GIVEN ENTRIES:
-*-

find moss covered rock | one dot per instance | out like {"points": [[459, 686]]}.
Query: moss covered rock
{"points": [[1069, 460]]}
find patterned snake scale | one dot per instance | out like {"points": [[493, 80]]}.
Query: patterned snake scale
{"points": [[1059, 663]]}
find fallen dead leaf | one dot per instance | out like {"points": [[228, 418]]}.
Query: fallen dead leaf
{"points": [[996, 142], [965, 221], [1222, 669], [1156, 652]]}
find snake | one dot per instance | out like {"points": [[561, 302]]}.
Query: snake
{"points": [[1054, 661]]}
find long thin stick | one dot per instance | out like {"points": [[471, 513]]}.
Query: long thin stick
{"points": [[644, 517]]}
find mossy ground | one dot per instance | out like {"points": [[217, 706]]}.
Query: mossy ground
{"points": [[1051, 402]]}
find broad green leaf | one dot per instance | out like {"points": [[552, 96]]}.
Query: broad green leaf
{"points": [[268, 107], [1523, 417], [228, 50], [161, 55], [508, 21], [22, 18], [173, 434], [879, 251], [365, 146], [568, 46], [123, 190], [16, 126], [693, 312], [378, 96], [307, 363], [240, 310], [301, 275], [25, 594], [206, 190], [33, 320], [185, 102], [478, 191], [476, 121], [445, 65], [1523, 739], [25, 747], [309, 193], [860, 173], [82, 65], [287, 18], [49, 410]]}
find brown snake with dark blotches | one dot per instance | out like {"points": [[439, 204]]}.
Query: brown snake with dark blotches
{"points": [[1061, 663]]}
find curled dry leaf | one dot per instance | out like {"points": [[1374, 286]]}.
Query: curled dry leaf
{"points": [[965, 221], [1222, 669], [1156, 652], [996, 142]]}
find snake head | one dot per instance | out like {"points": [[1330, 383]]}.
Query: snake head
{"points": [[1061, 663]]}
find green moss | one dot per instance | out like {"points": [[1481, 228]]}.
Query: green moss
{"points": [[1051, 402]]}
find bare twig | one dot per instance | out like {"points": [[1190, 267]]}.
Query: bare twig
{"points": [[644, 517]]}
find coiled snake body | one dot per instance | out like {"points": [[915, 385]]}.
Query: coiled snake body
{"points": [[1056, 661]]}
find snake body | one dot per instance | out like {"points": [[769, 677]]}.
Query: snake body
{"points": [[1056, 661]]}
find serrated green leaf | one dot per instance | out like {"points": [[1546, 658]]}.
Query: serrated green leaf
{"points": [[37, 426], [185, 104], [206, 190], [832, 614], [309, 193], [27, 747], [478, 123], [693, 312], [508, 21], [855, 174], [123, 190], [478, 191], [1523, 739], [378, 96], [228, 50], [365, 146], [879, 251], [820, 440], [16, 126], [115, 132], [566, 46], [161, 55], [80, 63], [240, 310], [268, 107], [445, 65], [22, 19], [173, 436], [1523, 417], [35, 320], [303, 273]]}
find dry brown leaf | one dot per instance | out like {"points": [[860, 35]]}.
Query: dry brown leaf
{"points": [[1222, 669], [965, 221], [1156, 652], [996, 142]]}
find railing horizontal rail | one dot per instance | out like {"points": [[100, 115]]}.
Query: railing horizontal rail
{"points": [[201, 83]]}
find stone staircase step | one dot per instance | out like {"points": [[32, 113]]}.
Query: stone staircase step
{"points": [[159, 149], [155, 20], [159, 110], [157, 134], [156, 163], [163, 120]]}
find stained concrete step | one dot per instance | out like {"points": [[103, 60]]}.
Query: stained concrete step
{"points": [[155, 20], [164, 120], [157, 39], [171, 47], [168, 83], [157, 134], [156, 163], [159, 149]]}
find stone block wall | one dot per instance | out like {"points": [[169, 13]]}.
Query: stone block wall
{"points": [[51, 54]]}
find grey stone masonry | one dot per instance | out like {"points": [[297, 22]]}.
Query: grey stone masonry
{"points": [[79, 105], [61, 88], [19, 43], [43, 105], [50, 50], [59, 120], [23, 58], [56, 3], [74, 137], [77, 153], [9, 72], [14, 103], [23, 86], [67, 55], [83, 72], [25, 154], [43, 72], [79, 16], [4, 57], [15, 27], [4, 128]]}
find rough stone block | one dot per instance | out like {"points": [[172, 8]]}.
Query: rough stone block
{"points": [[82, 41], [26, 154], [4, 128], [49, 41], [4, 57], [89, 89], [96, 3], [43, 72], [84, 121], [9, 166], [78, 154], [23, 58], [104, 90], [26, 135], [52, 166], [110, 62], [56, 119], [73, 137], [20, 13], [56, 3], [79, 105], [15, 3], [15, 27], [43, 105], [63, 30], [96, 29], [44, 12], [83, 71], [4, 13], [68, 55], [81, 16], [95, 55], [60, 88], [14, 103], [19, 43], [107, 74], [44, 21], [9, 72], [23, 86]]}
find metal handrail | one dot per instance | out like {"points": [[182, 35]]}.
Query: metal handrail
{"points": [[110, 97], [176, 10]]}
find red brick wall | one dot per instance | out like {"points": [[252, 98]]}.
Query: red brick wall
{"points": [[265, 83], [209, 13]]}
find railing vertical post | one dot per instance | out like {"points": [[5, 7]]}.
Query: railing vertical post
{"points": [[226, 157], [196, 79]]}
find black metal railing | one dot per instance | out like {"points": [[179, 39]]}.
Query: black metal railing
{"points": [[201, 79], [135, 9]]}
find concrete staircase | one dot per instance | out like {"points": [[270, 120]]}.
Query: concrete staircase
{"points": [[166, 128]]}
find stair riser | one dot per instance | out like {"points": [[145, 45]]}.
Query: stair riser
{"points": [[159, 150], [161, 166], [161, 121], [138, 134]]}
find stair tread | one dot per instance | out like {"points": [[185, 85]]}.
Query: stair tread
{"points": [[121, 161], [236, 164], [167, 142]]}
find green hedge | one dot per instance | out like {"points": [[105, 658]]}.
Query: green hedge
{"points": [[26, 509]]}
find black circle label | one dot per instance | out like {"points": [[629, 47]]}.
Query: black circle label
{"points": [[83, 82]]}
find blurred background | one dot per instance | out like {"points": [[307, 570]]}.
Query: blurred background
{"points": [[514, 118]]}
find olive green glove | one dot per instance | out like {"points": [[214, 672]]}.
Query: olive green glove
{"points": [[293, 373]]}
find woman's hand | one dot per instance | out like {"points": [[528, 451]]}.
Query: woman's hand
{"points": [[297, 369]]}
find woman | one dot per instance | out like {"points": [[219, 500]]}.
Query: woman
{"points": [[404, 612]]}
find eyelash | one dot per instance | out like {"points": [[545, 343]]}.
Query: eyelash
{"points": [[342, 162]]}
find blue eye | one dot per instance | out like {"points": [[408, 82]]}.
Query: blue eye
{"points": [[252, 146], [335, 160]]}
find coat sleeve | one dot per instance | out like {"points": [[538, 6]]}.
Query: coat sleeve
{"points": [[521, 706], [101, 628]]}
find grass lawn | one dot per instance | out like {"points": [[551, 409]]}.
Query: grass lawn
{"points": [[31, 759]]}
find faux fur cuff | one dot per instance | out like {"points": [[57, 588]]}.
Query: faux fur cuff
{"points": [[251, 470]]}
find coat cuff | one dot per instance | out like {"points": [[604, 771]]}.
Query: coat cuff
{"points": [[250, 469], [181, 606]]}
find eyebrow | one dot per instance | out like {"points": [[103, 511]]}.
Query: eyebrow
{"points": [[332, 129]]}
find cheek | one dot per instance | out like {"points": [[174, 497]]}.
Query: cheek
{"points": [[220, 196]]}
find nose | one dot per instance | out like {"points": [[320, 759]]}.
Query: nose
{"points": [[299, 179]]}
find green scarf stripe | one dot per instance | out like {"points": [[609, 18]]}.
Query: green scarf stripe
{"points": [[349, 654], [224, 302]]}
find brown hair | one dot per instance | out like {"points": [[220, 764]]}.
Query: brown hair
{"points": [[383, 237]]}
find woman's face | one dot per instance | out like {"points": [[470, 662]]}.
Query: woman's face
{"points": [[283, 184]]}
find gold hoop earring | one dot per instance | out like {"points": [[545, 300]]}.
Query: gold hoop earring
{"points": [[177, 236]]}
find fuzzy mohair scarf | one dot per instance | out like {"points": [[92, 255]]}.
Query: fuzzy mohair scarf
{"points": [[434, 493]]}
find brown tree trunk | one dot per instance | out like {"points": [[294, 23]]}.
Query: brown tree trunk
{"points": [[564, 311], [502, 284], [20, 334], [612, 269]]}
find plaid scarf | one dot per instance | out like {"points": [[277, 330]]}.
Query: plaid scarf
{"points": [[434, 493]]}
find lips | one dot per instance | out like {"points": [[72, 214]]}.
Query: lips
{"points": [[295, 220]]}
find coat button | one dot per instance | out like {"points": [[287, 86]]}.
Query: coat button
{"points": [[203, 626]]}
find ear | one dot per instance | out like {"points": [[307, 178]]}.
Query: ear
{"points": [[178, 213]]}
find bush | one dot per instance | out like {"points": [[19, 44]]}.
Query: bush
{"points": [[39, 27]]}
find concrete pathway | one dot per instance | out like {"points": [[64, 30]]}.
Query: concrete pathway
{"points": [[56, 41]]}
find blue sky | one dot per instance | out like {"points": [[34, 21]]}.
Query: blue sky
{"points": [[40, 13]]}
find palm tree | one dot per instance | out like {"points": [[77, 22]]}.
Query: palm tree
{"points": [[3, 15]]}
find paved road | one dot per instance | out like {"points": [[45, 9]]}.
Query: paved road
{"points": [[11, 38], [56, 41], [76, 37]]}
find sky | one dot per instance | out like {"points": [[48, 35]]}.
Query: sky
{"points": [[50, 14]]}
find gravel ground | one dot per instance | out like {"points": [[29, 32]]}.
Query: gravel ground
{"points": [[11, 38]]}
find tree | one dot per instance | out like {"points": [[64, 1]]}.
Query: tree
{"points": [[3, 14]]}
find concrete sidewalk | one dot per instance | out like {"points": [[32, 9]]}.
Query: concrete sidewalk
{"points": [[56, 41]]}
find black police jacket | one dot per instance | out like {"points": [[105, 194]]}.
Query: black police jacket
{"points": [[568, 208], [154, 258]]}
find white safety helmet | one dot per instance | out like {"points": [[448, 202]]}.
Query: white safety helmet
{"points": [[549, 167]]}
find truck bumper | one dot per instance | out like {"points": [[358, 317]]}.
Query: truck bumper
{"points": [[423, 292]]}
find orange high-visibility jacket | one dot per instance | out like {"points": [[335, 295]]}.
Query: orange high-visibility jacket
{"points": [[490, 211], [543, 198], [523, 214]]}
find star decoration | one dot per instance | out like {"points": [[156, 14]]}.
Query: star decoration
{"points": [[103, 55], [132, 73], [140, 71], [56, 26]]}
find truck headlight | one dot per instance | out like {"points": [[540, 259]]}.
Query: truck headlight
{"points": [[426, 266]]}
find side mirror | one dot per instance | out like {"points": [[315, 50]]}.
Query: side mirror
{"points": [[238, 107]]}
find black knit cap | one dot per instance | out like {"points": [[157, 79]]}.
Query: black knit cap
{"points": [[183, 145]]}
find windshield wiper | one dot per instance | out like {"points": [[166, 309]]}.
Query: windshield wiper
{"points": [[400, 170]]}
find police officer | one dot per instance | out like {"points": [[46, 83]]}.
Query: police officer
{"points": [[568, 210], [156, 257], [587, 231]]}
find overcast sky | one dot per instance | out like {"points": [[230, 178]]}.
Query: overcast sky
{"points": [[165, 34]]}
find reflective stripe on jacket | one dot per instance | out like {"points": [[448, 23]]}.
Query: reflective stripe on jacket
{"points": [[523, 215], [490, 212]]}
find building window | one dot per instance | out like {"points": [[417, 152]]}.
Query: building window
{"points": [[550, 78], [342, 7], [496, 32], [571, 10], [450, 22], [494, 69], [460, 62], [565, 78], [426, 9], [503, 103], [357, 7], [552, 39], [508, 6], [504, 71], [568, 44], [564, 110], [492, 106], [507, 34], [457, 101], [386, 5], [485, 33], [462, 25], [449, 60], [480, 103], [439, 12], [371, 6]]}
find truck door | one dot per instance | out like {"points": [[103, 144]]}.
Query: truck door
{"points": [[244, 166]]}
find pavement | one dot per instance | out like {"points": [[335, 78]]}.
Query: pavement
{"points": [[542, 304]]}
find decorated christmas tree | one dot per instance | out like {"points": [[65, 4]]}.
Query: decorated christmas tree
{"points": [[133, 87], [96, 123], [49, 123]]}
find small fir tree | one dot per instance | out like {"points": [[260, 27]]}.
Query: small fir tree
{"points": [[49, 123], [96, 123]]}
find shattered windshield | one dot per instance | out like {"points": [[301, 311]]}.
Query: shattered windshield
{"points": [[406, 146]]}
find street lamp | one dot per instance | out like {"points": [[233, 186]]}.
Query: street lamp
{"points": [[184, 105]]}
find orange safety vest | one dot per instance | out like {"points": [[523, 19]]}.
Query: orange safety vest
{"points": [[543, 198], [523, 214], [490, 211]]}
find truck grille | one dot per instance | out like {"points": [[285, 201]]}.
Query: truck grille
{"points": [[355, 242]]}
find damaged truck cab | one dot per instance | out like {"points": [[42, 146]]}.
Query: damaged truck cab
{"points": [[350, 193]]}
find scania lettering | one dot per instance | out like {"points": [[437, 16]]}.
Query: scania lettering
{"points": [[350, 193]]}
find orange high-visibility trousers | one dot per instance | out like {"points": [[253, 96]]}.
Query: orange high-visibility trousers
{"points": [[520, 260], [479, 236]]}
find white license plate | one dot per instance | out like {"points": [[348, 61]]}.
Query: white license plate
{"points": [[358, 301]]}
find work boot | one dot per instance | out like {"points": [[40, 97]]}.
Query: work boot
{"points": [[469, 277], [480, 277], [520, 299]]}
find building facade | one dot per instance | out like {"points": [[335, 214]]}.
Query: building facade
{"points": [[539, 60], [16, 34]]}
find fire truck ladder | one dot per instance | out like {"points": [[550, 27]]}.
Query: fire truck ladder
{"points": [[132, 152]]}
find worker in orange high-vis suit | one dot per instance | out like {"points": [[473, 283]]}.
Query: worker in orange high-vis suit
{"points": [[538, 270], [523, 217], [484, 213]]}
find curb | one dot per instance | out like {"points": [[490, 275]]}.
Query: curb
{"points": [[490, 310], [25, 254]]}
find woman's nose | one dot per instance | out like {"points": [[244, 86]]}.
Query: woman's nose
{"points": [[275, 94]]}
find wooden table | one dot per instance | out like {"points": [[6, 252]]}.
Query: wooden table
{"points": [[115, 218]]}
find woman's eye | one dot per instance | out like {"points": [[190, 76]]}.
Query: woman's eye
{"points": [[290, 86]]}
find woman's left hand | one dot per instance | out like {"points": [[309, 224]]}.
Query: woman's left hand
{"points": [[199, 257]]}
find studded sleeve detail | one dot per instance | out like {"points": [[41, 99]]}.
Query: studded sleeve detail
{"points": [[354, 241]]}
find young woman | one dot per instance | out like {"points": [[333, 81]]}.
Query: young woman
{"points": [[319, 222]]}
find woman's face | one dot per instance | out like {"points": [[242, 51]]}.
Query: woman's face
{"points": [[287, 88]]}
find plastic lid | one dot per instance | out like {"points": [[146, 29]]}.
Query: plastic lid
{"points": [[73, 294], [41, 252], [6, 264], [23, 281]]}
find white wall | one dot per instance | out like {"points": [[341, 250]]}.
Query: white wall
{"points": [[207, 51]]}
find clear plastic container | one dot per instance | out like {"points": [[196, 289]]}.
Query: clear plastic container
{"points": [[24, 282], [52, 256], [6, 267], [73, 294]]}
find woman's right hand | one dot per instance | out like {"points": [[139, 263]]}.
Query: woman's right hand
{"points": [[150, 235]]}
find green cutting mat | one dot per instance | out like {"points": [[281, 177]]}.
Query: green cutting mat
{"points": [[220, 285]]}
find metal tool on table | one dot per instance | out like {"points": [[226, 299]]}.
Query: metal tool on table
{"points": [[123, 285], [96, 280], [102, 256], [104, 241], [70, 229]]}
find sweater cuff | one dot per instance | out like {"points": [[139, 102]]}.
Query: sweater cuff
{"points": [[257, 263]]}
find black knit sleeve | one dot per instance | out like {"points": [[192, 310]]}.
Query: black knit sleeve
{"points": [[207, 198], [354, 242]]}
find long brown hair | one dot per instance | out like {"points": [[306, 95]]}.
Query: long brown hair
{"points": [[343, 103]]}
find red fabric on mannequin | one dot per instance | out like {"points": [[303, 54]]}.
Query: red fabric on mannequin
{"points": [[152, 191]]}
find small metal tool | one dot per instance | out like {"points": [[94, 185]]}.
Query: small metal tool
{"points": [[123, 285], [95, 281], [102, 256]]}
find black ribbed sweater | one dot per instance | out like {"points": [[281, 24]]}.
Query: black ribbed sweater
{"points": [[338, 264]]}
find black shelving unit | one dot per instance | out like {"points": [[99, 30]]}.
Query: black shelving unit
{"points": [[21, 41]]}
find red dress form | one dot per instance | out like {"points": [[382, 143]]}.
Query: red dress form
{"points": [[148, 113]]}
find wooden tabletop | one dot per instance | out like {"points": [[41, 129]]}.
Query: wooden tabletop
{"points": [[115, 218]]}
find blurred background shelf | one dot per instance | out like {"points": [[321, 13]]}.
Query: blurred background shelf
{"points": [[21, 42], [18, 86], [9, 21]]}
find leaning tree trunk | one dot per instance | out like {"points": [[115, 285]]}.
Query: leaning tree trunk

-*-

WRITTEN INSTRUCTION: Beginning at the line that holds "find long brown", write out word for word each line through the end of the records.

ANSWER TO THIS EXERCISE:
find long brown hair | one dot per instance | out like {"points": [[306, 95]]}.
Query: long brown hair
{"points": [[343, 103]]}
find red fabric on mannequin | one dot per instance | out like {"points": [[303, 54]]}.
Query: red fabric on mannequin
{"points": [[152, 191]]}
find small metal tool | one dot per instance | out like {"points": [[94, 185]]}.
Query: small metal tool
{"points": [[123, 285], [95, 281], [102, 256]]}
find black ribbed sweater | one dot per instance | out like {"points": [[281, 24]]}.
Query: black ribbed sweater
{"points": [[338, 264]]}
find black shelving unit | one dot per instance | out like {"points": [[99, 30]]}.
Query: black shelving unit
{"points": [[21, 41]]}
find red dress form | one dot per instance | out like {"points": [[382, 143]]}.
Query: red dress form
{"points": [[148, 113]]}
find wooden tabletop | one dot per instance | out like {"points": [[41, 129]]}.
Query: wooden tabletop
{"points": [[115, 218]]}
find blurred background shelf | one dot per instance | out like {"points": [[321, 13]]}.
Query: blurred background shelf
{"points": [[21, 42], [18, 86], [9, 21]]}
find leaning tree trunk | one dot per instance | out like {"points": [[115, 285]]}.
Query: leaning tree trunk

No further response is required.